┌─ READING PASSAGE
Skip to main content

Evaluation Engine Capabilities

This page inventories what the evaluation engine can express, not what the shipped catalog uses. The split matters: several operators and features were built for domains that the MVP catalog does not yet ship controls for (network reachability, identity chains, recurrence over time-series). They are real, tested, and reachable — they just have no production caller today.

When a reference says "used by S3 controls" the feature has at least one shipped YAML invoking it; "candidate" means the engine supports it but no shipped control exercises it yet. Both kinds are stable: the engine surface is the contract, not the catalog's current usage.

Predicate Operators

The closed vocabulary of operators the unsafe_predicate YAML can use. New operators require a code change; arbitrary user expressions are deliberately not supported.
└─
┌─ INFORMATION SHOWN
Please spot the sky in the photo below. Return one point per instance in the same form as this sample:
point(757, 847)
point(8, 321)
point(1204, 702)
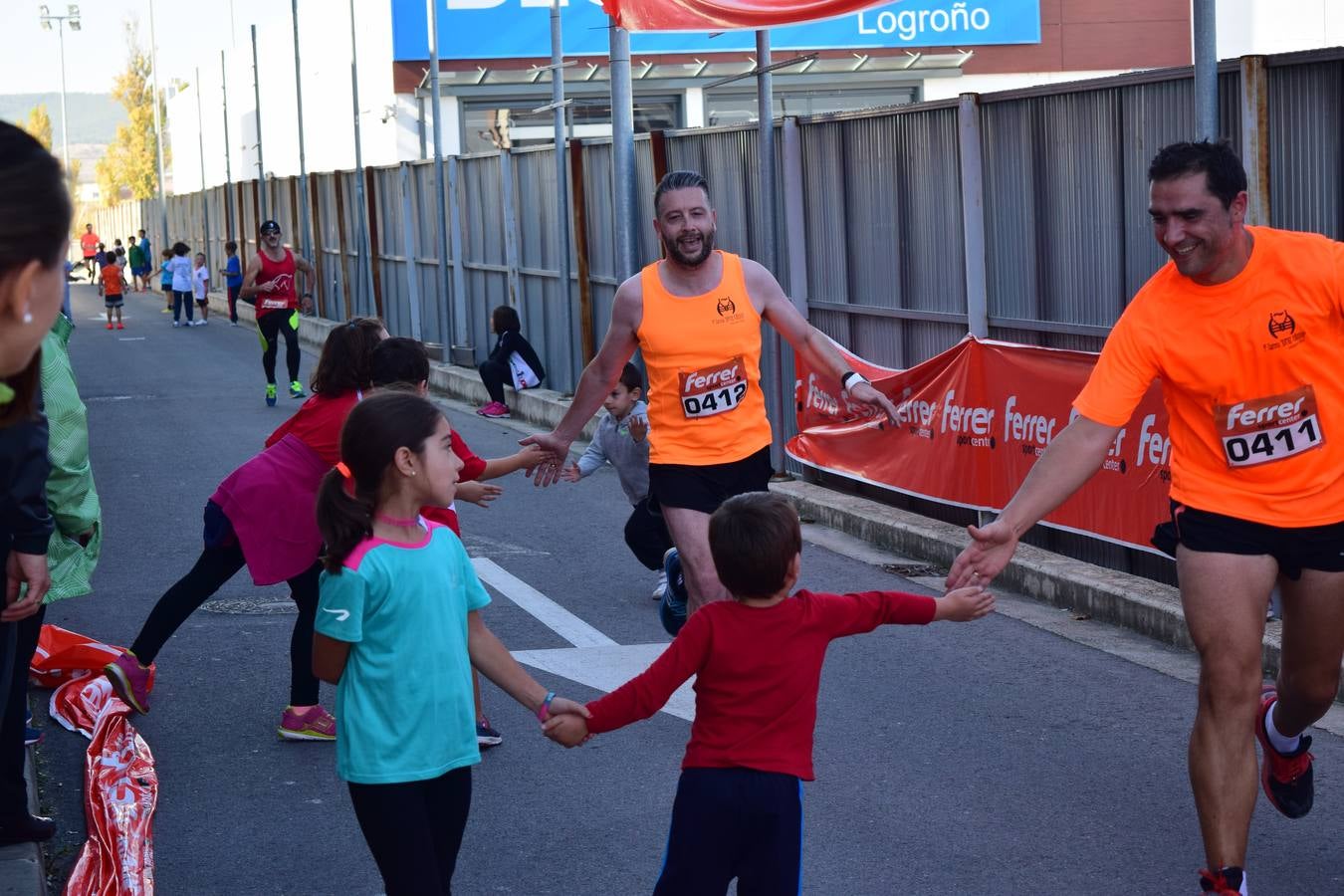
└─
WHAT IS ASKED:
1 > On the evaluation engine capabilities page, what does "candidate" mean?
2 > Rewrite the evaluation engine capabilities page from "Predicate Operators" up to and including "deliberately not supported.", with "deliberately" replaced by "intentionally".

THE RESULTS:
1 > The engine supports the feature, but no shipped control exercises it yet.

2 >
Predicate Operators

The closed vocabulary of operators the unsafe_predicate YAML can use. New operators require a code change; arbitrary user expressions are intentionally not supported.